出題 1:
引用文によると、弁護士の五十嵐さんは土地基本法の改正とあわせて、何から何への移行を提言したか。

引用文:
☆ ☆ ☆ ☆

「建築の公共性ー誰のためにつくるのか」 シンポジウム感想

「建築の公共性ー誰のためにつくるのか」シンポジウムを拝聴した。https://www.aij.or.jp/jpn/symposium/2019/20190328.pdf

建築学会で古谷会長が設置した2つのタスクフォースのうちの1つ「社会の信頼に応える建築の設計者・施工者の選定方式を検討するTF」の「社会が受容する「建築の公共性」に関する検討WG」による。このシンポジウムを開催することによって、TFとWGの名が表す建築の最も重大な課題の1つに、真正面から取り組むことについて、学会という場で明確に示されたことが、本当に素晴らしいと思う。

民間、公共建築問わず、多くの建築があまりに私的につくられており、発注者と設計者の関係を本質的に考え直すべき、という山本さんの強い問いかけからスタート。

分けて議論された訳ではないので、順番が前後するけど、民間の建築に関しては、北山さんから、保留床×単価=開発資金となり、都市がただの商品の集積となってしまっていることに対して問題提起。弁護士の五十嵐さんは、日本では世界でも例のない急激な人口減少が予測され、所有者が不明な土地が増加する中、土地所有権への絶対視自体を問い直し、土地基本法の改正と建築確認申請から建築許可制への移行を提言。山本さんが「五十嵐さんはコミュニティをつくるのに建築家が参加すべきというスタンス」と合いの手を入れ、五十嵐さんが「区分所有ではなく、現代(漁業権とか温泉権ではない)総有へ」という更に面白そうな話に展開。塚本先生からはメンバーシップの話。

公共建築に関しては、憲法学者の木村さんは法学の立場から、建築家の公共性に関する言説について。「公共性を目指したプロセス」という言葉はまさに。小野田先生は英国のPFIのプロセスの何重ものゲートウェイによる組織的管理と、RIBA等の専門家集団の果たす役割について。日本の具体的な取り組みについては、次回4/22のシンポジウム「社会の信頼に応える建築の設計者・施工者の選定方式」を待て!という感じでしょうか。いいところで次回予告みたいなそわそわ感。元群馬県のコンペ仕掛け人の新井さんも登壇するようで面白そう。

PDでは、大野先生や藤村さんから、民活等による自治体職員の減少・弱体化が指摘された。そこを専門家がどう補い、更に木村さんの言葉を借りれば「役に立つ」システムをつくるのかが、鍵になるように感じられた。利用者や周辺の住民、地域社会との関係について、設計者が専門家として役割を果たし、空間化していくには、自治体職員をサポートするシステムが必要。

☆ ☆ ☆ ☆

出題 2:
以下のレコードのうち、「Pointing guideline: for each instance of the navy」を含む行からレコードの最後の行までを、その両端の行も含めて、指示文ごと書き直してください。その範囲の解答に含まれる座標の数値には、すべて-128を加えてずらすこと。

☆ ☆ ☆ ☆

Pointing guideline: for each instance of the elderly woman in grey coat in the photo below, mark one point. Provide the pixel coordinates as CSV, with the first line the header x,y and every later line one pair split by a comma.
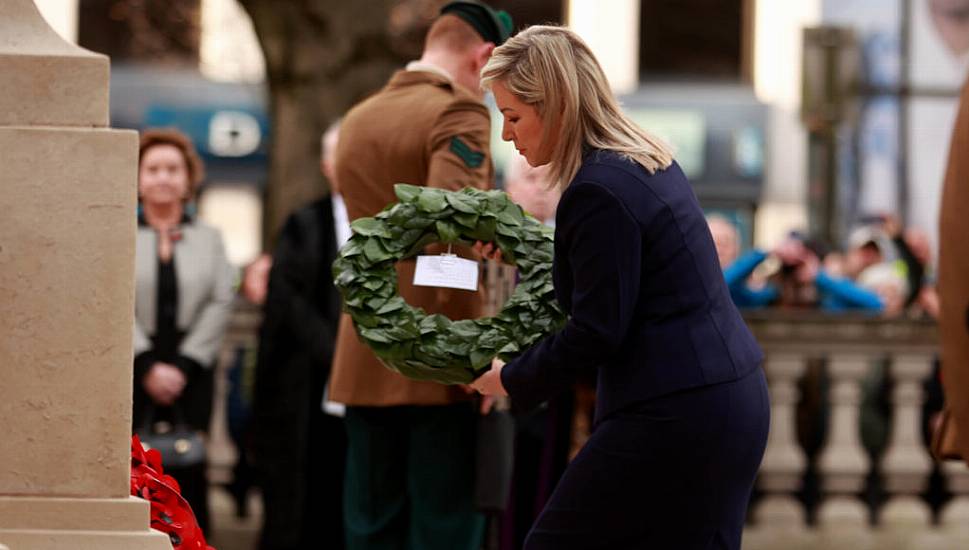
x,y
183,297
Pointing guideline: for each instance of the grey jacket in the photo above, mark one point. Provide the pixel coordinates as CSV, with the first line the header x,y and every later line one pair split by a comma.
x,y
205,290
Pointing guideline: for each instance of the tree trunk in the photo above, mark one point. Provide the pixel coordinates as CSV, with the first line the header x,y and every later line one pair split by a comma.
x,y
322,57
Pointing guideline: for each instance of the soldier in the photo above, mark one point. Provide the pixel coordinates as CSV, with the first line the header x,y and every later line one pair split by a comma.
x,y
410,461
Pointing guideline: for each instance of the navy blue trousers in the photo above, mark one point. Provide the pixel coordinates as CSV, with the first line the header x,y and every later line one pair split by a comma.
x,y
673,473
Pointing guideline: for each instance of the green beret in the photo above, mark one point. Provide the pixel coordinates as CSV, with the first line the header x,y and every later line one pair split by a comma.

☆ ☆ ☆ ☆

想定解答 1:
建築確認申請から建築許可制への移行。

想定解答 2:
Pointing guideline: for each instance of the navy blue trousers in the photo above, mark one point. Provide the pixel coordinates as CSV, with the first line the header x,y and every later line one pair split by a comma.
x,y
545,345
Pointing guideline: for each instance of the green beret in the photo above, mark one point. Provide the pixel coordinates as CSV, with the first line the header x,y and every later line one pair split by a comma.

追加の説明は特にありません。